Kutipan Bacaan
■ ■ ■ ■

Selasa 29 Mar 2011 10:23 WIB

RSBI Hanya Konsumsi Kaum Elit

Rep: Erik Purnama Putra/ Red: Djibril Muhammad

REPUBLIKA.CO.ID, SURABAYA - Keberadaan Rintisan Sekolah Bertaraf Internasional (RSBI) milik negara hanya dinikmati orang kaya. Sementara siswa dari keluarga miskin sulit mendapat kesempatan untuk bersekolah karena terbentur biaya masuk.

"Apalagi berdirinya RSBI berstatus negeri itu didanai negara, sehingga seharusnya menjadi sekolah publik. Tapi, sekarang RSBI hanya dinikmati kaum elit semata. Ini jelas menyimpang dari konsep awal," ujar pengamat pendidikan Universitas Negeri Surabaya (Unesa), Dr Soeryanto kepada Republika, Selasa (29/3).

Soeryanto menyatakan, konsep didirikannya RSBI pada 2005 lalu adalah membuat sekolah percontohan untuk menyiapkan lulusan siswa yang ingin melanjutkan ke perguruan tinggi luar negeri. Karena itu, dalam pengantar proses belajar mengajar dipilih bahasa asing (bahasa Inggris).

■ ■ ■ ■

Bahan Tersedia
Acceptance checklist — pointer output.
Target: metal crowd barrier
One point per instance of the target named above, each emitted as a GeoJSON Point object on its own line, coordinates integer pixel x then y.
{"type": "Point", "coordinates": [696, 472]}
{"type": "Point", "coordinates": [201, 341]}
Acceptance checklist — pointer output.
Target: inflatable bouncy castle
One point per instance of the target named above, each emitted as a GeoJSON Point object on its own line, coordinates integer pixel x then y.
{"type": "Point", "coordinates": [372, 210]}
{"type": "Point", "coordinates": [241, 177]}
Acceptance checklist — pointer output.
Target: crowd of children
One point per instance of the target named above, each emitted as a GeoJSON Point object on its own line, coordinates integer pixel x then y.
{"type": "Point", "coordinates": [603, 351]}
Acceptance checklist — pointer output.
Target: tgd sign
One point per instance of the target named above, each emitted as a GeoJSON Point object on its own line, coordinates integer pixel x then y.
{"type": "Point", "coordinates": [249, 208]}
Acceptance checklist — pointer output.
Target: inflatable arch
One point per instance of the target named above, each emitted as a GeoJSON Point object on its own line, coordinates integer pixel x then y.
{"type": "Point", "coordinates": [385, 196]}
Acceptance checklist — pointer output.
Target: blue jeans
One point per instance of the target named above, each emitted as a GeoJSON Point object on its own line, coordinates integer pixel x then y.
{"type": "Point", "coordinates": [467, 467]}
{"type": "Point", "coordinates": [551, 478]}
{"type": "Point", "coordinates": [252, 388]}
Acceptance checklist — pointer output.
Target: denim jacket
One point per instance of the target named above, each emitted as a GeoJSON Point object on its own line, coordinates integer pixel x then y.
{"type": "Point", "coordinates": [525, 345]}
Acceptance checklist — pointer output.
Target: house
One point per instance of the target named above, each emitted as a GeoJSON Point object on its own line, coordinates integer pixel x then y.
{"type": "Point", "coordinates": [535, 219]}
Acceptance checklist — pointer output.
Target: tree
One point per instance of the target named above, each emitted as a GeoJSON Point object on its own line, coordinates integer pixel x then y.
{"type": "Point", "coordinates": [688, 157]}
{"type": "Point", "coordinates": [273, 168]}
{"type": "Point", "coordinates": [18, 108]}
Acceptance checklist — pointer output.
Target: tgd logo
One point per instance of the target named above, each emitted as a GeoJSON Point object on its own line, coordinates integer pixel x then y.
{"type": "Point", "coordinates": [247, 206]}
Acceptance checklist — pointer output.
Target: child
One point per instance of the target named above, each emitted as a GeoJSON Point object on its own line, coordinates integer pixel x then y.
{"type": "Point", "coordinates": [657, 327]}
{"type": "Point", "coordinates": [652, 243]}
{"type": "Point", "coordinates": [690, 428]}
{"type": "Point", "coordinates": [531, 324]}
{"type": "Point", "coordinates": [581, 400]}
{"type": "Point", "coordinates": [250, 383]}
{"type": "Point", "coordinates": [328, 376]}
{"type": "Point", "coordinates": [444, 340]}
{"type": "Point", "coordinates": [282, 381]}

■ ■ ■ ■

Instruksi Tugas 1
Ketik ulang bagian artikel tentang RSBI, dimulai dari kata-kata yang memuat "Rep: Erik Purnama" dan berhenti setelah "Republika, Selasa (29/3).".
Instruksi Tugas 2
Temukan semua baris dalam catatan yang mengandung kata "crowd", lalu salin baris-baris tersebut. Huruf besar dan kecil dibedakan.

Jawaban Benar 1
Rep: Erik Purnama Putra/ Red: Djibril Muhammad

REPUBLIKA.CO.ID, SURABAYA - Keberadaan Rintisan Sekolah Bertaraf Internasional (RSBI) milik negara hanya dinikmati orang kaya. Sementara siswa dari keluarga miskin sulit mendapat kesempatan untuk bersekolah karena terbentur biaya masuk.

"Apalagi berdirinya RSBI berstatus negeri itu didanai negara, sehingga seharusnya menjadi sekolah publik. Tapi, sekarang RSBI hanya dinikmati kaum elit semata. Ini jelas menyimpang dari konsep awal," ujar pengamat pendidikan Universitas Negeri Surabaya (Unesa), Dr Soeryanto kepada Republika, Selasa (29/3).

Jawaban Benar 2
Target: metal crowd barrier
Target: crowd of children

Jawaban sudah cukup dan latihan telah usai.